EXERCISE REQUIREMENTS: Copy the listing below with every occurrence of "Format each line" replaced by "Write each box as", keeping everything else unchanged and omitting the pictures.
--- begin PROVIDED ENTRIES ---
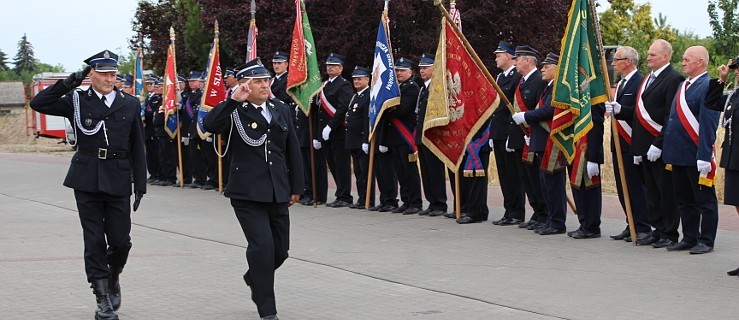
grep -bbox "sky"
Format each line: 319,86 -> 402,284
0,0 -> 711,72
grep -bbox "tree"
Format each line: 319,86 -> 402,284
708,0 -> 739,57
13,33 -> 38,74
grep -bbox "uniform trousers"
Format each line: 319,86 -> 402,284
349,149 -> 375,206
74,190 -> 131,282
641,157 -> 680,241
418,145 -> 447,212
321,138 -> 354,203
493,139 -> 526,220
672,165 -> 716,247
231,199 -> 290,317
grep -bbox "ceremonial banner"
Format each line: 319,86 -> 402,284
423,19 -> 500,172
369,13 -> 400,139
197,22 -> 226,139
287,0 -> 322,115
550,0 -> 608,163
161,44 -> 178,139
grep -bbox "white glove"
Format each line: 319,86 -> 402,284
506,139 -> 516,152
588,161 -> 600,179
321,126 -> 331,141
513,112 -> 526,124
696,160 -> 711,178
606,101 -> 621,114
647,145 -> 662,162
634,156 -> 642,166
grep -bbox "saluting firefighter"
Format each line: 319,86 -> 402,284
31,50 -> 146,319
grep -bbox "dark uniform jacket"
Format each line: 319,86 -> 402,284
344,87 -> 370,150
313,76 -> 354,141
631,65 -> 685,156
31,80 -> 146,196
706,79 -> 739,170
490,67 -> 522,140
378,80 -> 419,147
508,70 -> 547,150
203,99 -> 304,203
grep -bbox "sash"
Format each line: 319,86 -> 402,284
391,118 -> 418,162
570,136 -> 600,190
462,122 -> 490,177
675,82 -> 717,187
636,72 -> 662,137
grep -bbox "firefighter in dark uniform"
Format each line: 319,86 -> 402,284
203,58 -> 303,319
415,53 -> 447,217
377,58 -> 423,214
313,53 -> 354,208
30,50 -> 146,319
490,41 -> 535,228
144,77 -> 162,184
345,66 -> 375,209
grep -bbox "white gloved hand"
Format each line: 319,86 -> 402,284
647,145 -> 662,162
321,126 -> 331,141
513,112 -> 526,124
506,139 -> 516,152
696,160 -> 711,178
588,161 -> 600,179
634,156 -> 642,166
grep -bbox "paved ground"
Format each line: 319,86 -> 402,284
0,153 -> 739,320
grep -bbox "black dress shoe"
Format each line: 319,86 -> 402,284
652,239 -> 676,249
690,243 -> 713,254
457,215 -> 480,224
403,207 -> 421,215
539,227 -> 567,236
655,240 -> 695,251
610,227 -> 631,240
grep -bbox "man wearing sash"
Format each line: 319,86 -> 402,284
631,39 -> 685,248
606,47 -> 655,245
664,46 -> 720,254
203,58 -> 303,320
513,53 -> 567,235
490,41 -> 538,228
313,53 -> 354,208
30,50 -> 146,320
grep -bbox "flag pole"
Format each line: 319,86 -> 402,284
588,0 -> 637,246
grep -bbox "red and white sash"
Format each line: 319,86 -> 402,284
675,81 -> 717,187
636,72 -> 662,137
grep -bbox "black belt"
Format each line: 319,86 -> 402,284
77,147 -> 128,160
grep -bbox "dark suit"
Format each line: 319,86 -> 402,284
611,71 -> 652,233
631,65 -> 685,241
344,87 -> 375,206
31,80 -> 146,282
516,70 -> 549,222
490,67 -> 526,220
203,99 -> 303,317
415,80 -> 447,212
313,76 -> 354,203
663,73 -> 720,247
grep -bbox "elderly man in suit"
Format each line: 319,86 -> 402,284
664,46 -> 720,254
606,47 -> 655,245
631,39 -> 685,248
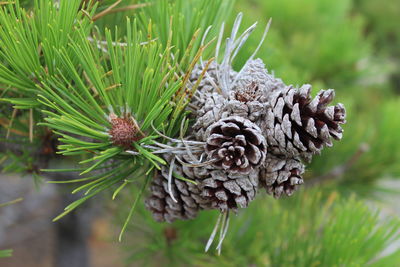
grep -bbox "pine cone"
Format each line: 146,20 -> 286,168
145,167 -> 206,223
262,85 -> 346,160
260,155 -> 305,198
199,170 -> 258,212
206,116 -> 267,174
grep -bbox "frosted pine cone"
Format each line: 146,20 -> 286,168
206,116 -> 267,174
260,155 -> 305,198
262,85 -> 346,160
199,170 -> 258,214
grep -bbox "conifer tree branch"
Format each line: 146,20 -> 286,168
306,143 -> 370,187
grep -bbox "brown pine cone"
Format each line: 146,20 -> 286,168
205,116 -> 267,174
259,155 -> 305,198
262,85 -> 346,160
199,170 -> 258,212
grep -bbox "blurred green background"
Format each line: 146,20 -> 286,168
116,0 -> 400,266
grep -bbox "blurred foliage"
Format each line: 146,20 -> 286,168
233,0 -> 370,90
118,189 -> 400,267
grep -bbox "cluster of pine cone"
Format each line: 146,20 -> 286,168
146,59 -> 345,222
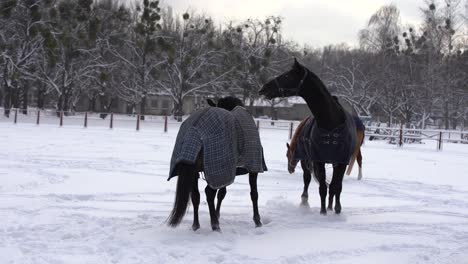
--- end PROVIDED ENTRIES ---
CORRECT OUTPUT:
grep -bbox "sky"
Write each box as: 319,86 -> 402,284
0,0 -> 711,72
grep -bbox "tree"
Write each box as: 319,86 -> 402,284
708,0 -> 739,57
13,33 -> 38,74
grep -bbox "uniform trousers"
Write each box as: 319,86 -> 402,284
349,149 -> 375,206
74,190 -> 131,282
641,157 -> 680,241
418,145 -> 447,212
321,138 -> 354,203
493,139 -> 526,220
672,165 -> 716,247
231,199 -> 290,317
grep -bbox "ceremonial banner"
Write each box as: 319,86 -> 402,284
423,19 -> 500,172
369,13 -> 400,139
197,22 -> 226,139
287,0 -> 322,115
550,0 -> 608,163
161,44 -> 178,139
grep -bbox "white glove"
Write each box as: 319,86 -> 402,284
506,139 -> 516,152
588,161 -> 600,179
321,126 -> 331,141
513,112 -> 526,124
696,160 -> 711,178
606,101 -> 621,114
647,145 -> 662,162
634,156 -> 642,166
grep -bbox "saluting firefighter"
Write each box as: 319,86 -> 402,284
31,50 -> 146,319
grep -bbox "dark uniform jacket"
Write each box as: 319,86 -> 402,284
344,87 -> 370,150
313,76 -> 354,141
631,65 -> 685,156
31,80 -> 146,196
706,79 -> 739,170
490,67 -> 522,140
378,80 -> 419,147
508,70 -> 547,150
203,99 -> 304,203
grep -bbox "sash"
Write each box as: 319,86 -> 402,284
391,118 -> 418,162
570,136 -> 600,190
462,122 -> 490,177
675,82 -> 717,187
636,72 -> 662,137
grep -bbox "firefighter in dark uniform"
Write each box as: 319,86 -> 402,284
203,58 -> 303,319
415,53 -> 447,217
377,58 -> 423,214
313,53 -> 354,208
30,50 -> 146,319
490,41 -> 535,228
144,77 -> 162,184
345,66 -> 375,209
grep -bbox "white gloved hand"
Write each box as: 319,86 -> 402,284
647,145 -> 662,162
321,126 -> 331,141
513,112 -> 526,124
506,139 -> 516,152
696,160 -> 711,178
588,161 -> 600,179
634,156 -> 642,166
grep -bbox "paved ground"
Write each box as: 319,86 -> 402,284
0,153 -> 739,320
grep -bbox "black dress shoe"
Write each box as: 319,86 -> 402,284
652,239 -> 676,249
690,243 -> 713,254
457,215 -> 480,224
403,207 -> 421,215
539,227 -> 567,236
655,240 -> 695,251
610,227 -> 631,240
grep -bbox "man wearing sash"
Write each box as: 319,86 -> 402,284
631,39 -> 685,248
606,47 -> 655,245
664,46 -> 720,254
203,58 -> 303,320
513,53 -> 567,235
490,41 -> 538,228
313,53 -> 354,208
30,50 -> 146,320
grep -bbox "flag pole"
Write each box as: 319,86 -> 402,284
588,0 -> 637,246
grep -bbox "red and white sash"
Write each box as: 319,86 -> 402,284
675,81 -> 717,187
636,72 -> 662,137
grep -bbox "black belt"
Write each box as: 319,86 -> 402,284
77,147 -> 128,160
grep -bbox "dark suit"
Write each box as: 319,86 -> 402,284
611,71 -> 652,233
631,65 -> 685,241
344,87 -> 375,206
31,80 -> 146,282
516,70 -> 549,222
490,67 -> 526,220
203,99 -> 303,317
415,80 -> 447,212
313,76 -> 354,203
663,73 -> 720,247
grep -bbox "elderly man in suit"
Write each box as: 319,86 -> 402,284
664,46 -> 720,254
606,47 -> 655,245
631,39 -> 685,248
grep -bbox "pine cone"
Write each box as: 146,20 -> 286,168
145,167 -> 206,223
262,85 -> 346,160
260,155 -> 305,198
199,170 -> 258,212
206,116 -> 267,174
grep -bbox "frosted pine cone"
Write each box as: 146,20 -> 286,168
206,116 -> 267,174
260,155 -> 305,198
262,85 -> 346,160
199,170 -> 258,214
grep -bbox "conifer tree branch"
Write each box as: 146,20 -> 286,168
306,143 -> 370,187
grep -bbox "brown pine cone"
Write each box as: 146,20 -> 286,168
205,116 -> 267,174
259,155 -> 305,198
262,85 -> 346,160
199,170 -> 258,212
grep -bbox "blurred green background"
Write each box as: 146,20 -> 286,168
116,0 -> 400,266
grep -bbox "blurred foliage"
Write each box as: 146,20 -> 286,168
233,0 -> 370,90
118,189 -> 400,267
grep -bbox "cluster of pine cone"
Write each box as: 146,20 -> 286,168
146,59 -> 345,222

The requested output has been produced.